→ **Aim of the exercise**:
Give back an exact copy of the lines in the records below, from the line that has "of the white" through the line that has "the eyebrow, a", and nothing besides.

→ **Supplied data**:
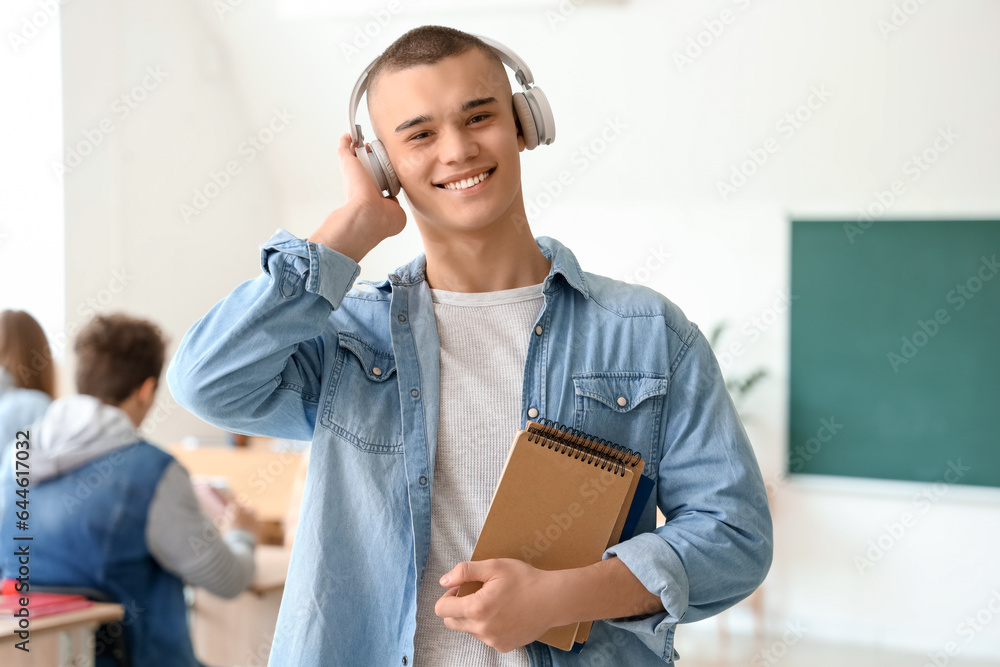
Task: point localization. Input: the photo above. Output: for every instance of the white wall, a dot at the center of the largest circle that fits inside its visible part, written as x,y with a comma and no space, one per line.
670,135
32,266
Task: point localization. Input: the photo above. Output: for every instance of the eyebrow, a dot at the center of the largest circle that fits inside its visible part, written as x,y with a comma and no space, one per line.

---

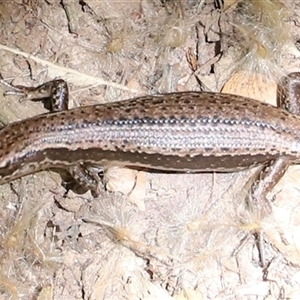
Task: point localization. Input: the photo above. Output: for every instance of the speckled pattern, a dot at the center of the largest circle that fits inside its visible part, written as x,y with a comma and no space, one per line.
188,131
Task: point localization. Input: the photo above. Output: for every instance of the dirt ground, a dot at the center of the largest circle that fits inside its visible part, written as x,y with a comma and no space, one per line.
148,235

→ **Output of the task**:
Task: point localization. Input: the photo above. Output: for every instance of the white wall, a dot at the center of the largest circle that fits inside its visible part, written as x,y with a comma and no space, one per line.
670,135
32,266
Task: point localization. Input: the photo above. Output: for every instance of the eyebrow, a dot at the center of the largest circle that fits inside its visible part, written as x,y with a comma and no space, one per line.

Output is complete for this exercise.